INSTRUCTIONS:
- A) In the chapter on asymptotic expansion, which section derives the expansion of the hessian of the energy along the bifurcated branch?
- B) Reproduce the part of the chapter on asymptotic expansion from "from sympy import" up to and including "powers of $\eta$.".

QUOTED TEXT:
☆ ☆ ☆ ☆ ☆

$$ \newcommand{\D}{\mathrm{d}} \newcommand{\E}{\mathcal{E}} \newcommand{\order}[2][1]{#2^{(#1)}} \newcommand{\reals}{\mathbb{R}} $$

6 Asymptotic expansion of the energy and its hessian

The present chapter is organized as follows. In Section 6.1, we derive the following asymptotic expansion of the energy along the bifurcated branch

\[ \begin{aligned}[b] \E[u(\eta), \lambda(\eta)] ={}& \E[u^\star \circ \lambda(\eta), \lambda(\eta)] + \tfrac{1}{6} \eta^3 \, \order[1]{\lambda} \, \order[1]{\xi}_i \, \order[1]{\xi}_j \, \dot{E}_{ij}\\ &+ \tfrac{1}{24} \eta^4 \, \bigl\{ E_{ijkl} \, \order[1]{\xi}_i \, \order[1]{\xi}_j \, \order[1]{\xi}_k \, \order[1]{\xi}_l + 4\order[1]{\lambda} \, \dot{E}_{ijk} \, \order[1]{\xi}_i \, \order[1]{\xi}_j \, \order[1]{\xi}_k\\ &+ 6 \bigl[ \bigl( \order[1]{\lambda} \bigr)^2 \, \ddot{E}_{ij} + \order[2]{\lambda} \, \dot{E}_{ij} \bigr] \, \order[1]{\xi}_i \, \order[1]{\xi}_j \bigr\} + o(\eta^4). \end{aligned} \tag{6.1}\]

Then, in Section 6.2, we derive the asymptotic expansion of the hessian of the energy along the bifurcated branch

\[ \begin{aligned}[b] \E_{,uu}[u(\eta), \lambda(\eta); \bullet, \bullet] ={} & \E_2(\bullet, \bullet) + \eta \, \bigl[ \E_3(\order[1]{u}, \bullet, \bullet) + \order[1]{\lambda} \, \dot{\E}_2(\bullet, \bullet) \bigr]\\ &+ \tfrac{1}{2}\eta^2 \, \bigl[ \E_4(\order[1]{u}, \order[1]{u}, \bullet, \bullet) + \E_3(\order[2]{u}, \bullet, \bullet) \\ &+ 2\order[1]{\lambda} \, \dot{\E}_3(\order[1]{u}, \bullet, \bullet) + (\order[1]{\lambda})^2 \, \ddot{\E}_2(\bullet, \bullet) + \order[2]{\lambda} \, \dot{\E}_2(\bullet, \bullet)\bigr]. \end{aligned} \tag{6.2}\]

from sympy import *
from lsk.display import *
from lsk.energy import *
from lsk.symbols import *

As in Chapter 5, $\lambda$ and $u^\star$ are defined as asymptotic expansions of the powers of $\eta$.

☆ ☆ ☆ ☆ ☆

DATASET ENTRIES:

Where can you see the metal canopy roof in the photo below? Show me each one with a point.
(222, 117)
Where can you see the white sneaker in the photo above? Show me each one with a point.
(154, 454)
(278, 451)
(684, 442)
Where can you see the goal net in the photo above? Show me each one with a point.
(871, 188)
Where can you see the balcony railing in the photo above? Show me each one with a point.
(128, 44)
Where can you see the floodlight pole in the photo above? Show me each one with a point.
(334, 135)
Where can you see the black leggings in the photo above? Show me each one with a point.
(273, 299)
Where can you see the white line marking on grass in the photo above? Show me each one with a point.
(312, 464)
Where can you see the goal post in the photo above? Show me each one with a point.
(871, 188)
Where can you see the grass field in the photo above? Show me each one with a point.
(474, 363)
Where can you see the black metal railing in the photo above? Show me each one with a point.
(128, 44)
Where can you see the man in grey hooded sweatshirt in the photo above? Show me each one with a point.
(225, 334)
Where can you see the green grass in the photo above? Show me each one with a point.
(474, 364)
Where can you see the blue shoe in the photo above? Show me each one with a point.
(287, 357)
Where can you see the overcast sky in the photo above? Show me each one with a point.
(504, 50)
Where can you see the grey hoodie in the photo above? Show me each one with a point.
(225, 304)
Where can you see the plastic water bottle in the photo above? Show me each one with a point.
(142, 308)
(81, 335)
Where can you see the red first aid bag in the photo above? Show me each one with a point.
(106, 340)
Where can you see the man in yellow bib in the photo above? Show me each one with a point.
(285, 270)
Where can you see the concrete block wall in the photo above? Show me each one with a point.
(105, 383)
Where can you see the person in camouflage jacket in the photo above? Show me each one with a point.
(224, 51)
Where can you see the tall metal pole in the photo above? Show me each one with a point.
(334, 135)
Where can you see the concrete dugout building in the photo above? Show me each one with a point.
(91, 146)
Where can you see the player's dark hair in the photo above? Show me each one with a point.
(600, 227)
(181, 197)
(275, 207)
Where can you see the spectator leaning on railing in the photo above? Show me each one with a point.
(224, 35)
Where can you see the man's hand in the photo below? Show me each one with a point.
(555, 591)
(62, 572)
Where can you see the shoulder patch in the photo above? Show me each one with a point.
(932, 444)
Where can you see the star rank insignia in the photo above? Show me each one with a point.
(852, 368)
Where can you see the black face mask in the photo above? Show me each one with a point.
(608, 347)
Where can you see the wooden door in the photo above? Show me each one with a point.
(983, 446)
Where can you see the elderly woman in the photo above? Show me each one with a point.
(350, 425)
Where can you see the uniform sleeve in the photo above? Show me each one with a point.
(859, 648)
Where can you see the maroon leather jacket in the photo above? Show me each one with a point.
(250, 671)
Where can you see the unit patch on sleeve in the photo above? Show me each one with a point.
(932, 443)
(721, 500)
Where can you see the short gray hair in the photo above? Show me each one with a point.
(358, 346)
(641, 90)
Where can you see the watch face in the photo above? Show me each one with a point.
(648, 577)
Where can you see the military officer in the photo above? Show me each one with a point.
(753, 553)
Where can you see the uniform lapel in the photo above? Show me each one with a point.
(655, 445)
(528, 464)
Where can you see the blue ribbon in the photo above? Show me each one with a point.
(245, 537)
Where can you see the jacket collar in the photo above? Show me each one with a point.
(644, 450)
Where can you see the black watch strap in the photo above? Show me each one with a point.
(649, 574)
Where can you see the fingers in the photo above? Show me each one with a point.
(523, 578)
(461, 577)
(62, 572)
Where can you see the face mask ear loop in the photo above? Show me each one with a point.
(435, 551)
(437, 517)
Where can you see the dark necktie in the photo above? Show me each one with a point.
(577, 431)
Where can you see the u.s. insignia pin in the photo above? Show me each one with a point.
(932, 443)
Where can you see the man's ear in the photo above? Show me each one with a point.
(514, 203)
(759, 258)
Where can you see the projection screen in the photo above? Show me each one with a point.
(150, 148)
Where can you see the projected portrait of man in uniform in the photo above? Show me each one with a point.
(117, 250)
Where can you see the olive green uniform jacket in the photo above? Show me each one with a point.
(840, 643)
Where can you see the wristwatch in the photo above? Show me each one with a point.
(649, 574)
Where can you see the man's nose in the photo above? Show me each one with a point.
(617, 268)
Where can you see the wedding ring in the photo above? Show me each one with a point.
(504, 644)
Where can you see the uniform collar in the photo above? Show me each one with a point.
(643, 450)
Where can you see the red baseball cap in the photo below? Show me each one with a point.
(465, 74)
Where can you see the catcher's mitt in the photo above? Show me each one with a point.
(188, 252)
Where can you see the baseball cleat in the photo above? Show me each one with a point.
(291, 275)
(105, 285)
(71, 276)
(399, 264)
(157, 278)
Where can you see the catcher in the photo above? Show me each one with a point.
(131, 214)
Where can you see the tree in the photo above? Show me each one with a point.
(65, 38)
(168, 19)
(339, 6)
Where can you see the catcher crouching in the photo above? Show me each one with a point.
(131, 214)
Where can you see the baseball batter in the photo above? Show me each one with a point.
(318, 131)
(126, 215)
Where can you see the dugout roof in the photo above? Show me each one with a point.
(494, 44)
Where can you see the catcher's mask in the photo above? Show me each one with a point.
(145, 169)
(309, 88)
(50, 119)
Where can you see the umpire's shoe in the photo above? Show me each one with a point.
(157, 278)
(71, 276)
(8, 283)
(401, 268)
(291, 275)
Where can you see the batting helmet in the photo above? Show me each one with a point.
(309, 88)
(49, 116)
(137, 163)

☆ ☆ ☆ ☆ ☆

THE ANSWERS:
- A) Section 6.2.

- B)
from sympy import *
from lsk.display import *
from lsk.energy import *
from lsk.symbols import *

As in Chapter 5, $\lambda$ and $u^\star$ are defined as asymptotic expansions of the powers of $\eta$.